### Problem
So that nothing is lost, write out all the lines below exactly.

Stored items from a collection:
+++

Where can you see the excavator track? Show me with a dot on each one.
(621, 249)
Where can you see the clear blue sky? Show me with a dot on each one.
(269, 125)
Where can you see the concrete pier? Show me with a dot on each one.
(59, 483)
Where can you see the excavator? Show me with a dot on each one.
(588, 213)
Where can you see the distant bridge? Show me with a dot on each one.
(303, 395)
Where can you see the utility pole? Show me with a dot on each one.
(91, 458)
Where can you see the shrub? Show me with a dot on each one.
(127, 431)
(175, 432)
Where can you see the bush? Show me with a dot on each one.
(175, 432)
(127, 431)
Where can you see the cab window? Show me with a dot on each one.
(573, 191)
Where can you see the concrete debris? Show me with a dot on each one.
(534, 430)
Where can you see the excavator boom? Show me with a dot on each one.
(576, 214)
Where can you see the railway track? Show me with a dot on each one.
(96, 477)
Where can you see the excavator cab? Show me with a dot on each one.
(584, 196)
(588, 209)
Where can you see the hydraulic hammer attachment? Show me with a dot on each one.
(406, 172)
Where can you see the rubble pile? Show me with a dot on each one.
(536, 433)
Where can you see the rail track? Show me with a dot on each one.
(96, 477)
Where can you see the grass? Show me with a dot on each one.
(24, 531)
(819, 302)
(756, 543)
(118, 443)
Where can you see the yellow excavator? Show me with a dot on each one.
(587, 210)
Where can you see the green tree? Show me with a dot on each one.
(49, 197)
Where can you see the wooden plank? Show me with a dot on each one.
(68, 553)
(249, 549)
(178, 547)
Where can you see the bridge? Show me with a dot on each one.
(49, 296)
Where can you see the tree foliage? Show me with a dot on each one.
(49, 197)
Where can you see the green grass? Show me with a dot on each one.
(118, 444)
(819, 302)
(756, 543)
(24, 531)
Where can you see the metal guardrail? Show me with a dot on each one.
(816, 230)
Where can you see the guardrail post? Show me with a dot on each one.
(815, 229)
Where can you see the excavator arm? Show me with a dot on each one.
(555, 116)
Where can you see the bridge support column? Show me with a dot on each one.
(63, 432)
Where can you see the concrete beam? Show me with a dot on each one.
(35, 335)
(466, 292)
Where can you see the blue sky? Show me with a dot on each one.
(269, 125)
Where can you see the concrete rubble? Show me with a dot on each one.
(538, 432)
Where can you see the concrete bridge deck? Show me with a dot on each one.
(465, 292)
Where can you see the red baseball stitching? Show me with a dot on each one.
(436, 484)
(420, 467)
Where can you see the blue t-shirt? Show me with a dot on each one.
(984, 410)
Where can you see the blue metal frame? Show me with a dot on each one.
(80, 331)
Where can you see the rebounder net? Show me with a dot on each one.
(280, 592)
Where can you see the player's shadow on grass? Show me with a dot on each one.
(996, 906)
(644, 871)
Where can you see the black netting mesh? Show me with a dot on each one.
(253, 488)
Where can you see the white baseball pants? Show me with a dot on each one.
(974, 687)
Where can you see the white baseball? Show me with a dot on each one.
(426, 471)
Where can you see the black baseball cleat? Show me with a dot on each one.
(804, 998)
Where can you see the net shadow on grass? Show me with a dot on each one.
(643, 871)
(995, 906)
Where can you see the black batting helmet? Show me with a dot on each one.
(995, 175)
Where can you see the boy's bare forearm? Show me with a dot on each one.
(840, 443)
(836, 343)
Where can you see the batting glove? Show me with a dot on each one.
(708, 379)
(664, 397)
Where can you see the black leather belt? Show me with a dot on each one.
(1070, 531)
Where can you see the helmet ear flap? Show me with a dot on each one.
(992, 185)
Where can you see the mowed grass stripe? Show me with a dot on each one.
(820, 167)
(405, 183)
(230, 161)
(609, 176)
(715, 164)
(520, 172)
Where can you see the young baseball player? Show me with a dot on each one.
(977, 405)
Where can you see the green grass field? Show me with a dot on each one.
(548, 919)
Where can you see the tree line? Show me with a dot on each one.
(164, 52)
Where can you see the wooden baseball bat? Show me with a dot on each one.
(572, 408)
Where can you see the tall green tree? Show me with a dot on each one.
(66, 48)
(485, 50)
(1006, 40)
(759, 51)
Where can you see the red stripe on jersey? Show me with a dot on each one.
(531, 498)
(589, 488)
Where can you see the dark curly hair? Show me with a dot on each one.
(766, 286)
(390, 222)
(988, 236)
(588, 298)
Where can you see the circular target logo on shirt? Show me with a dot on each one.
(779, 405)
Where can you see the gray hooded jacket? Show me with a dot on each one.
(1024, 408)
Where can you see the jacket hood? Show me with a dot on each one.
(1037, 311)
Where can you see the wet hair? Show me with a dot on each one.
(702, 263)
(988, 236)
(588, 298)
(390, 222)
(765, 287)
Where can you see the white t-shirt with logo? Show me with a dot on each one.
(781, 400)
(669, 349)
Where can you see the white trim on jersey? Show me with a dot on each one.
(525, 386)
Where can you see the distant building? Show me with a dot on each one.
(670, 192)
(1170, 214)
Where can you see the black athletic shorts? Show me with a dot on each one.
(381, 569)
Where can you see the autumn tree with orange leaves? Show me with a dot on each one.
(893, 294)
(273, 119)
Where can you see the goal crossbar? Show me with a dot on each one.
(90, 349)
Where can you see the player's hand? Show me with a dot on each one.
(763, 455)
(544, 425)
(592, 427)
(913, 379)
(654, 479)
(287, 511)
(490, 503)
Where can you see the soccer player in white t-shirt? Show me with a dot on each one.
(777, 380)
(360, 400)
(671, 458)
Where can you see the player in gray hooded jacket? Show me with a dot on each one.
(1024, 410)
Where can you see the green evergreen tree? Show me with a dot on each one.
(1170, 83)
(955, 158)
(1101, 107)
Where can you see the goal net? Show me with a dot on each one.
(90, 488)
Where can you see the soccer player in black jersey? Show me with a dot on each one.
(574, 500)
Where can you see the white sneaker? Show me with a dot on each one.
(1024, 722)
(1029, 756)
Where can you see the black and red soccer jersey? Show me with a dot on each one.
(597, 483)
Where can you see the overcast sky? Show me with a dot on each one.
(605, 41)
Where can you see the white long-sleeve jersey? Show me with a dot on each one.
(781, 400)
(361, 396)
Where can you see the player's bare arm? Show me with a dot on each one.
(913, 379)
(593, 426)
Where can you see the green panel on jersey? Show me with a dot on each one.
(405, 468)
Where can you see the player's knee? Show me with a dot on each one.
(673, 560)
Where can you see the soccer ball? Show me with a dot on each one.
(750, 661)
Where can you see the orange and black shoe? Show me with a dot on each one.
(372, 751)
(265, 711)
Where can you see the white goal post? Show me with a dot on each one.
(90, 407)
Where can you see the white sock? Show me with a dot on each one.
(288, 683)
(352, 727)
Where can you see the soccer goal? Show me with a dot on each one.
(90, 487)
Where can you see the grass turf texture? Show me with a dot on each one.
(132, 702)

+++

### Exercise result
Where can you see the excavator track? Show me with a dot on each one.
(621, 249)
Where can you see the clear blue sky? Show me with a dot on each one.
(269, 125)
Where can you see the concrete pier? Show me with a dot on each one.
(59, 483)
Where can you see the excavator? Show me with a dot on each one.
(588, 213)
Where can you see the distant bridge? Show me with a dot on each one.
(303, 395)
Where can you see the utility pole? Show me with a dot on each one.
(91, 458)
Where can you see the shrub? Show me with a dot on each one.
(127, 431)
(175, 432)
Where can you see the bush? Show me with a dot on each one.
(175, 432)
(127, 431)
Where can you see the cab window? Show me with a dot on each one.
(573, 191)
Where can you see the concrete debris? Show me with a dot on each one.
(534, 430)
Where can you see the excavator boom? Show me with a dot on each one.
(576, 214)
Where can you see the railway track? Show me with a dot on each one.
(96, 477)
Where can you see the excavator cab? Show me with a dot on each one.
(584, 196)
(588, 209)
Where can you see the hydraulic hammer attachment? Show me with a dot on each one.
(406, 172)
Where can you see the rubble pile? Show me with a dot on each one.
(536, 433)
Where can you see the rail track? Show me with a dot on each one.
(96, 477)
Where can you see the grass? Show me with a dot on each one.
(24, 531)
(819, 302)
(756, 543)
(118, 443)
Where can you see the yellow excavator? Show me with a dot on each one.
(587, 210)
Where can you see the green tree? Show me with a dot on each one.
(49, 197)
Where can you see the wooden plank? Show me with a dot on each one.
(68, 553)
(249, 549)
(178, 547)
Where can you see the bridge? Show me with a dot on each one.
(49, 296)
Where can you see the tree foliage? Show me with a dot on each one.
(49, 197)
Where can you see the green grass? Show me with a dot on each one.
(118, 444)
(819, 302)
(756, 543)
(24, 531)
Where can you see the metal guardrail? Show me with a dot on each one.
(816, 230)
Where can you see the guardrail post? Show me with a dot on each one.
(815, 229)
Where can you see the excavator arm? Show me with a dot on each one.
(555, 116)
Where can you see the bridge support column? Show me with a dot on each one.
(63, 432)
Where can you see the concrete beam? Show me with a dot on each one.
(35, 335)
(466, 292)
Where can you see the blue sky? Show me with a dot on each one.
(269, 125)
Where can you see the concrete rubble? Show me with a dot on each one.
(538, 432)
Where can you see the concrete bridge deck? Show me with a dot on each one.
(465, 292)
Where can you see the red baseball stitching? Show me with a dot on each one.
(436, 484)
(420, 467)
Where can you see the blue t-shirt? Show me with a dot on each one.
(984, 410)
Where can you see the blue metal frame? Show me with a dot on each one.
(80, 331)
Where can you see the rebounder net? Show me with a dot on each one.
(280, 592)
Where can you see the player's shadow on grass? Show me with a dot on each one.
(996, 906)
(644, 871)
Where can you see the black netting mesh? Show me with a dot on each one.
(253, 488)
Where can you see the white baseball pants? Show me with a dot on each one.
(974, 687)
Where can you see the white baseball? Show me with a dot on each one.
(426, 471)
Where can you see the black baseball cleat? Show me with a dot on each one.
(804, 998)
Where can you see the net shadow on grass? Show me with a dot on each one.
(643, 871)
(995, 906)
Where can you see the black batting helmet? Show me with a dot on each one.
(995, 175)
Where can you see the boy's bare forearm? Show me with a dot on each one.
(840, 443)
(836, 343)
Where can you see the batting glove? Show me with a dot on each one.
(708, 379)
(664, 397)
Where can you see the black leather belt? Show me with a dot on each one.
(1070, 531)
Where can you see the helmet ear flap? Show me with a dot on each one.
(992, 185)
Where can you see the mowed grass stripe? Show me with a dot on each one.
(820, 167)
(405, 183)
(230, 161)
(609, 176)
(715, 164)
(520, 172)
Where can you see the young baseball player? Show me with a dot on each one.
(977, 405)
Where can you see the green grass field? Show me with a dot on each one.
(548, 919)
Where can you see the tree line? Show me with a dot on each one.
(164, 52)
Where can you see the wooden baseball bat? Show me with a dot on each one.
(572, 408)
Where can you see the tall green tree? Show me with a dot on each one.
(66, 48)
(485, 50)
(1006, 40)
(759, 51)
Where can you see the red stripe on jersey? Show me with a dot on each one.
(531, 498)
(589, 488)
Where can you see the dark curly hair? Show me with a dot on each one.
(766, 286)
(390, 222)
(988, 236)
(588, 298)
Where can you see the circular target logo on shirt? Show me with a dot on each one.
(779, 405)
Where can you see the gray hooded jacket? Show me with a dot on each one.
(1024, 408)
Where can you see the jacket hood? Show me with a dot on each one.
(1037, 311)
Where can you see the wet hair? Show me with a dot on each one.
(702, 263)
(988, 236)
(588, 298)
(390, 222)
(765, 287)
Where can you see the white t-shirt with logo? Show me with a dot on each one.
(781, 400)
(669, 349)
Where can you see the white trim on jersey? Show me with a dot on each one.
(525, 386)
Where can you see the distant building? Show me with a dot on each one.
(670, 192)
(1170, 214)
Where can you see the black athletic shorts? Show me with a dot on each one.
(381, 569)
Where can you see the autumn tree with orange leaves? Show me with a dot on each one.
(893, 294)
(273, 119)
Where can you see the goal crossbar? Show me with a dot on each one.
(90, 349)
Where can you see the player's hand? Show me with a dot on each one.
(763, 455)
(544, 425)
(592, 427)
(913, 379)
(654, 479)
(287, 511)
(490, 503)
Where can you see the soccer player in white t-shirt? Show me with a dot on each one.
(777, 380)
(360, 400)
(671, 458)
Where can you see the player in gray hooded jacket? Show me with a dot on each one.
(1024, 410)
Where can you see the green evergreen tree? Show me with a dot on each one.
(1170, 83)
(955, 158)
(1101, 107)
Where can you see the goal net? Show me with a dot on each one.
(90, 488)
Where can you see the soccer player in black jersey? Show me with a dot on each one.
(574, 500)
Where can you see the white sneaker? Show me with a dot on each one.
(1024, 722)
(1029, 756)
Where can you see the black and red soccer jersey? Show me with a dot on each one.
(597, 483)
Where can you see the overcast sky? Show me with a dot on each one.
(605, 41)
Where can you see the white long-sleeve jersey? Show me with a dot on each one.
(781, 400)
(361, 396)
Where can you see the player's bare arm? Show me with a dot on each one.
(913, 379)
(593, 426)
Where can you see the green panel on jersey? Show me with a dot on each one.
(405, 468)
Where can you see the player's knee? Show me with a dot on each one.
(673, 560)
Where can you see the soccer ball? Show me with a dot on each one.
(750, 661)
Where can you see the orange and black shoe? Show me with a dot on each one.
(372, 751)
(265, 711)
Where can you see the white goal post? Show me with a dot on each one.
(90, 407)
Where can you see the white sock? Show me with a dot on each one.
(288, 683)
(352, 727)
Where can you see the soccer goal? Show me with a dot on each one.
(90, 487)
Where can you see the grass turf texture? Show me with a dot on each one.
(132, 702)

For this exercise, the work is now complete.